-- ФРАГМЕНТ ДОКУМЕНТА --
────────────────────
Интервью
Lafawndah
«Между мной и другими музыкантами есть небольшая разница: я не считаю себя музыкантом, я — коммуникатор»
Ты впервые в России? Как тебе здесь?

Да, в России я впервые. Я много путешествую и много, где бывала, но здесь пока странные ощущения. Не могу сформулировать…

Напряженная и угнетенная последними июльскими событиями Москва, одна часть которой готовилась к новому гражданскому 3-му августа, а другая – к долгожданному «Пикнику» Афиши, вовсю шумела первым августовским утром по рабочим делам. Непривычно спокойным и тихим по сравнению в тот момент казался только-только просыпающийся лобби-бар Mercury на Павелецкой, где Параллель встретилась с одним из хедлайнеров сцены «Selector Live Presents» — Ясмин Дюбуа, известной под псевдонимом Lafawndah, певицой, аудиохудожницей и космополитом по происхождению.  В Москве она выступила в дуэте с Kate NV на Пикнике «Афиши» в рамках Года музыки Великобритании и России. Они представили импровизацию, которая местами звучала как хорошо отрепетированная композиция под почти африканские ритмы аккомпанировавшей барабанщицы Оксаны Григорьевой. В их трио также можно было уловить и элементы госпела, и игривую электронику Кати, создававшей всю музыкальную основу, закольцовывая мелодии с помощью семплера.
────────────────────
-- ФРАГМЕНТЫ НАБОРА ДАННЫХ --
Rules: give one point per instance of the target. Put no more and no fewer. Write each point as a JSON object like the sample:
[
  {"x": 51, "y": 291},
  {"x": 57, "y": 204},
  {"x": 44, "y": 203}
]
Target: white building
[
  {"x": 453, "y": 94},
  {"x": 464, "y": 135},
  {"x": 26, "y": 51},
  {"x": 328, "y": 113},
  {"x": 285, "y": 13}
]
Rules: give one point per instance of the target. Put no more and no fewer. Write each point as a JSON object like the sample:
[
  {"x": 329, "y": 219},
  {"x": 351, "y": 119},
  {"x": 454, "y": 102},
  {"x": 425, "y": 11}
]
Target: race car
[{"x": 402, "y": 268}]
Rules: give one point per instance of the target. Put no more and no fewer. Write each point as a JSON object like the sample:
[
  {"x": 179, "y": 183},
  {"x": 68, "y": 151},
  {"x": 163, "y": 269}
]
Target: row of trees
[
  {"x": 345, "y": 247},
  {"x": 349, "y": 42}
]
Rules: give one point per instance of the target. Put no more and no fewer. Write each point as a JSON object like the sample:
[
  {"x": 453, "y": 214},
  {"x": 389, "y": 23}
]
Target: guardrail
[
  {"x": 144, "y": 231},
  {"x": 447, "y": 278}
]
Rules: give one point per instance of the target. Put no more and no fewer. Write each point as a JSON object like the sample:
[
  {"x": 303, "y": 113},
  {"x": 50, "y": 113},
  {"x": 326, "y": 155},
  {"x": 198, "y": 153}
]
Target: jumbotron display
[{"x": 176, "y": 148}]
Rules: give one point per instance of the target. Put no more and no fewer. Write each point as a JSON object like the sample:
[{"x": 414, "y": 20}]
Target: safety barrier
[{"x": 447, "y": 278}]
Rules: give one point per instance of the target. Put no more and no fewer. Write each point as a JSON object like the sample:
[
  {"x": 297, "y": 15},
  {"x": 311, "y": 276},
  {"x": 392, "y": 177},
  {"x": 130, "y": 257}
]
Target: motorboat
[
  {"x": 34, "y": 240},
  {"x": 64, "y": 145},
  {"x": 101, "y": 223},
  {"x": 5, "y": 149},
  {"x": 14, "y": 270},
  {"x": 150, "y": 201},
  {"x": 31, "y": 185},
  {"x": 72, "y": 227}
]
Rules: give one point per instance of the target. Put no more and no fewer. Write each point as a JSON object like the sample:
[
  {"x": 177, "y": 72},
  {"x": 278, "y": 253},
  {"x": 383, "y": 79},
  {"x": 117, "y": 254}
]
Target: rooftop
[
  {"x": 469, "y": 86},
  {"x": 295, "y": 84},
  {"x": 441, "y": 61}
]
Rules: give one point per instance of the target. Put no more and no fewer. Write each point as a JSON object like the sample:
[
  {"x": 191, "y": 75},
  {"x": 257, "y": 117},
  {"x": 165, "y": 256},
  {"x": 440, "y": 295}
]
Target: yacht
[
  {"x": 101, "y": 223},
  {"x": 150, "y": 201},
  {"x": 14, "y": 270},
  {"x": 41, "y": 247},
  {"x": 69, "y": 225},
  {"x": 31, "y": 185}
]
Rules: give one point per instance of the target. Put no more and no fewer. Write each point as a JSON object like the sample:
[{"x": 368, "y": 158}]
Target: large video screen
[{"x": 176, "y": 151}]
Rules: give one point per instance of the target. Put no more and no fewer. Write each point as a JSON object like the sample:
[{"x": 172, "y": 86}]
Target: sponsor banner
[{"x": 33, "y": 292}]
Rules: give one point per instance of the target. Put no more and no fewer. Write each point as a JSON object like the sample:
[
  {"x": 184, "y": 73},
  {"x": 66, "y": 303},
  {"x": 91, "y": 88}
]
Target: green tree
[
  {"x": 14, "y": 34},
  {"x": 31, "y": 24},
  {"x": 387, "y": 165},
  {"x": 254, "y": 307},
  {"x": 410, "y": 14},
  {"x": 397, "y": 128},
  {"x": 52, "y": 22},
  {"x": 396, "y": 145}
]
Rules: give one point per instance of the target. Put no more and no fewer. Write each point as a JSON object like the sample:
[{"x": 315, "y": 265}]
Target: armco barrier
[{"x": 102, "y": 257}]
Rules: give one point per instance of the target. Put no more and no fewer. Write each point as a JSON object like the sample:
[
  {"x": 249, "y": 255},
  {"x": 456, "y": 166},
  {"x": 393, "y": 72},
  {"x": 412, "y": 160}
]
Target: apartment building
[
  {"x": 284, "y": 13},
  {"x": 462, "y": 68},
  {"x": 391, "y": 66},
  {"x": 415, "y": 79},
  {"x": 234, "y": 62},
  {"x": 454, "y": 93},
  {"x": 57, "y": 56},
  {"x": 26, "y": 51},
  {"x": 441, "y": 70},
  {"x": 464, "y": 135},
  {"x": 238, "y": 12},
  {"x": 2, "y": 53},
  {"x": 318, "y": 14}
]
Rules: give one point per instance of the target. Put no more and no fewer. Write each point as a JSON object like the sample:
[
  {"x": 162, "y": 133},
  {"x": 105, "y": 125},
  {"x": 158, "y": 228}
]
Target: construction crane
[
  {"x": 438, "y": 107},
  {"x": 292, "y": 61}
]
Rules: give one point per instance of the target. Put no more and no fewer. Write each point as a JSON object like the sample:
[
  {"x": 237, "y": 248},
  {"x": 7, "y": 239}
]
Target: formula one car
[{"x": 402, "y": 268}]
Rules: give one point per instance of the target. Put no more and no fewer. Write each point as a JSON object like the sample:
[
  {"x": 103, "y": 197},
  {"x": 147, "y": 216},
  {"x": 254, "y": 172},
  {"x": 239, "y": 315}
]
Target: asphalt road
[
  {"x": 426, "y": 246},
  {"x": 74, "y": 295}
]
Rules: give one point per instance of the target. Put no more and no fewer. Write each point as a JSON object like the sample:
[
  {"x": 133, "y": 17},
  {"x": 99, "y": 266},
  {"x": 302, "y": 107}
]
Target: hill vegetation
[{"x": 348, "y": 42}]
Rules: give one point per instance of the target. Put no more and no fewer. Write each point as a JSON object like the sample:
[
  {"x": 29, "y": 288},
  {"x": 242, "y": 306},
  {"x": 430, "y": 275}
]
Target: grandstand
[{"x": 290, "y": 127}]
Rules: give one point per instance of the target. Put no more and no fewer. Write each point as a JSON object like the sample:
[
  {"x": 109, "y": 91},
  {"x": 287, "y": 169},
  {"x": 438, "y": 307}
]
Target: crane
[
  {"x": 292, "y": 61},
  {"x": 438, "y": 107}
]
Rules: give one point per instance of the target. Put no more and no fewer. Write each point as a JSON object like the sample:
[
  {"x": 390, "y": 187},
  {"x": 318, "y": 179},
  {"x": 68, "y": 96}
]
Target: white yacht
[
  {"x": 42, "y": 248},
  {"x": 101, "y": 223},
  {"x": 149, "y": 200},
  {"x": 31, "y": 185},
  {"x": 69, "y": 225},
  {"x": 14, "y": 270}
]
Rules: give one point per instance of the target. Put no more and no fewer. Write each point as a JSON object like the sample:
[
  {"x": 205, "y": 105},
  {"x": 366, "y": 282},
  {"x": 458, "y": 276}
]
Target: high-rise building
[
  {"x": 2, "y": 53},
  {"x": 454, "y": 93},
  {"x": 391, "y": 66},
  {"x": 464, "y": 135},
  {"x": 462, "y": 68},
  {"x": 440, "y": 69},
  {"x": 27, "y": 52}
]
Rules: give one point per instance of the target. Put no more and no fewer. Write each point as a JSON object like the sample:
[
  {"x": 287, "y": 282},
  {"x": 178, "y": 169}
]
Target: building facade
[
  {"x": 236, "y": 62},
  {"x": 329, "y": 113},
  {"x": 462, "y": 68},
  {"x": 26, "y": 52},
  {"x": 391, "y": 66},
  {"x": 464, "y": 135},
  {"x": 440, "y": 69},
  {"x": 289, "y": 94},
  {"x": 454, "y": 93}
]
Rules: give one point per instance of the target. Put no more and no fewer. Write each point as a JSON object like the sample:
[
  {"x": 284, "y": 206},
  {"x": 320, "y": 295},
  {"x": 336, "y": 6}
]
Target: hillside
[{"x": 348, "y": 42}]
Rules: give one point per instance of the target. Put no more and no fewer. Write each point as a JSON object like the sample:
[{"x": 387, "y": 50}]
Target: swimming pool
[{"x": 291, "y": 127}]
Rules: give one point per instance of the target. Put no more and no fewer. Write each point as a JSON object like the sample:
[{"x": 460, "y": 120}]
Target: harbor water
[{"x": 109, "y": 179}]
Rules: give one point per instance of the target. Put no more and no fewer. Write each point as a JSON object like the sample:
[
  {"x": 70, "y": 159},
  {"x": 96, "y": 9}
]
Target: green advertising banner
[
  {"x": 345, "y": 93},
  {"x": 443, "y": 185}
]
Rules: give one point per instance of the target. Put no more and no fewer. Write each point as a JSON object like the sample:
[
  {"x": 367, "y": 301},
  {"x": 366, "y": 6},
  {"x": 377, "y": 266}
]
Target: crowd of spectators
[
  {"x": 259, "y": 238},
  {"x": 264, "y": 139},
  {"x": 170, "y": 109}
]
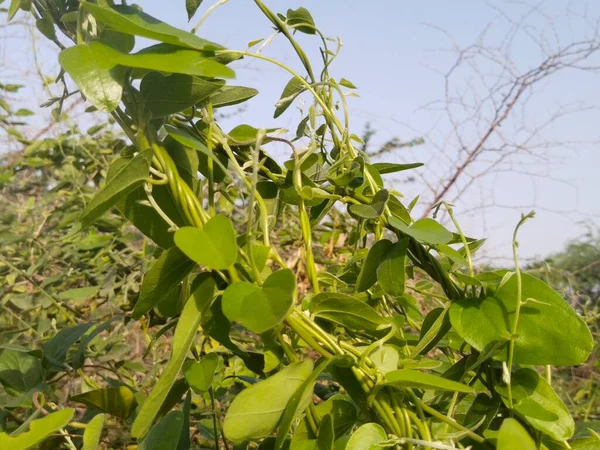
────────────────────
-- ОПИСАНИЕ ЗАДАНИЯ --
Как зовут барабанщицу, которая аккомпанировала выступлению на «Пикнике» Афиши, согласно интервью с Lafawndah? Строки здесь никакой роли не играют.

-- РЕЗУЛЬТАТ НИЖЕ --
Барабанщицу зовут Оксана Григорьева.